• Stated exercise: Starting at the line that contains "Expected: one point per instance of the white siding, reported", copy each line through the end of the listing below. Include both ends and output nothing more.

[Raw records]
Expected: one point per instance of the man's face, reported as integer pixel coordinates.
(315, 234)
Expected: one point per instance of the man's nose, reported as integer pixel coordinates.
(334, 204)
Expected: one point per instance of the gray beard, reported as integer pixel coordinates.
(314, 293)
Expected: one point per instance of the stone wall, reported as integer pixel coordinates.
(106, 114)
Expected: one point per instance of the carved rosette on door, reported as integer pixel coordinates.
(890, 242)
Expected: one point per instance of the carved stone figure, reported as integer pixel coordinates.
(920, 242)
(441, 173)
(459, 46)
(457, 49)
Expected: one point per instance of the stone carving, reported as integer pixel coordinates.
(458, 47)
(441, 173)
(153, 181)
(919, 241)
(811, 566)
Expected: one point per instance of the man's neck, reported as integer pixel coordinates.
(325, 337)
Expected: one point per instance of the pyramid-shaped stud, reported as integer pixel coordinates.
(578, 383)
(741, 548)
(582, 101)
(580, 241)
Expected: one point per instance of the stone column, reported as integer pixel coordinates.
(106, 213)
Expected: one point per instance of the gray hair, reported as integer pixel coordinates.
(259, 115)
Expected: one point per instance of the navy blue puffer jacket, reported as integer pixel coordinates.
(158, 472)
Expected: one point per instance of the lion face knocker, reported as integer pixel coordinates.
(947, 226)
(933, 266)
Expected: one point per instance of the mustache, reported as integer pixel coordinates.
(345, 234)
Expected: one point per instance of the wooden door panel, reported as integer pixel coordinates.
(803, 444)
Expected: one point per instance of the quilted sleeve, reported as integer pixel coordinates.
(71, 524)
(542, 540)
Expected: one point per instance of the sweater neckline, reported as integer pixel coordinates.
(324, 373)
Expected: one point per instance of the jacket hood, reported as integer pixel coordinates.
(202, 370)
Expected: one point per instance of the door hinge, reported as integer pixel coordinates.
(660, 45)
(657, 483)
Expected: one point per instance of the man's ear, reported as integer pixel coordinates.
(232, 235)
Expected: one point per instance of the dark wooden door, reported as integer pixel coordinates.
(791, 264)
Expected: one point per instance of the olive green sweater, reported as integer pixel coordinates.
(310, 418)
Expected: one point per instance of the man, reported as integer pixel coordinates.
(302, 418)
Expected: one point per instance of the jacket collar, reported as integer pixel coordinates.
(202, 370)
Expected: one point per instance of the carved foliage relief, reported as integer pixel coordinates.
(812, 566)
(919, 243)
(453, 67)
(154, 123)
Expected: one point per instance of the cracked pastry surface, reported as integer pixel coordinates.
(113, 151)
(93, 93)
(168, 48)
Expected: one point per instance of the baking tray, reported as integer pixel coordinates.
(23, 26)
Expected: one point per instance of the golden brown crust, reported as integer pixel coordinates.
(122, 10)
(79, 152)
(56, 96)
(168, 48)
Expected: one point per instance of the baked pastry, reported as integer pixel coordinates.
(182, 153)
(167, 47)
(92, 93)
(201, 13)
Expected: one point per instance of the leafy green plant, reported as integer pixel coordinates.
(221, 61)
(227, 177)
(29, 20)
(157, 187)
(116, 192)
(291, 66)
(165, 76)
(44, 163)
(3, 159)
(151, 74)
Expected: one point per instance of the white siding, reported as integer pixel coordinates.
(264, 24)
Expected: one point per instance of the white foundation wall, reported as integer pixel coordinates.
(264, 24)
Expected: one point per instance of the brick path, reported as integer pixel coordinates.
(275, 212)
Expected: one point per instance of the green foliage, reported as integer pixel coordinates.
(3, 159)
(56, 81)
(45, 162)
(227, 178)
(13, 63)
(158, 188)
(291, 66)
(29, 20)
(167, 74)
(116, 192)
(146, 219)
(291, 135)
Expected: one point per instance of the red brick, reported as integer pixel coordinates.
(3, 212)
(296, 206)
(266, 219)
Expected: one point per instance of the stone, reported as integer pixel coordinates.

• Result of the task:
Expected: one point per instance of the white siding, reported as integer pixel coordinates.
(264, 24)
Expected: one point per instance of the white foundation wall, reported as integer pixel coordinates.
(264, 24)
Expected: one point per instance of the brick path, reported as integer pixel coordinates.
(275, 212)
Expected: one point per instance of the green foliage, reported as integer pixel coordinates.
(3, 159)
(56, 81)
(45, 162)
(227, 178)
(13, 63)
(158, 188)
(291, 66)
(29, 20)
(167, 74)
(116, 192)
(146, 219)
(291, 135)
Expected: one point per instance of the red brick, reported as integer pixel coordinates.
(3, 212)
(296, 206)
(266, 219)
Expected: one point per instance of the stone, reported as integer pixel coordinates.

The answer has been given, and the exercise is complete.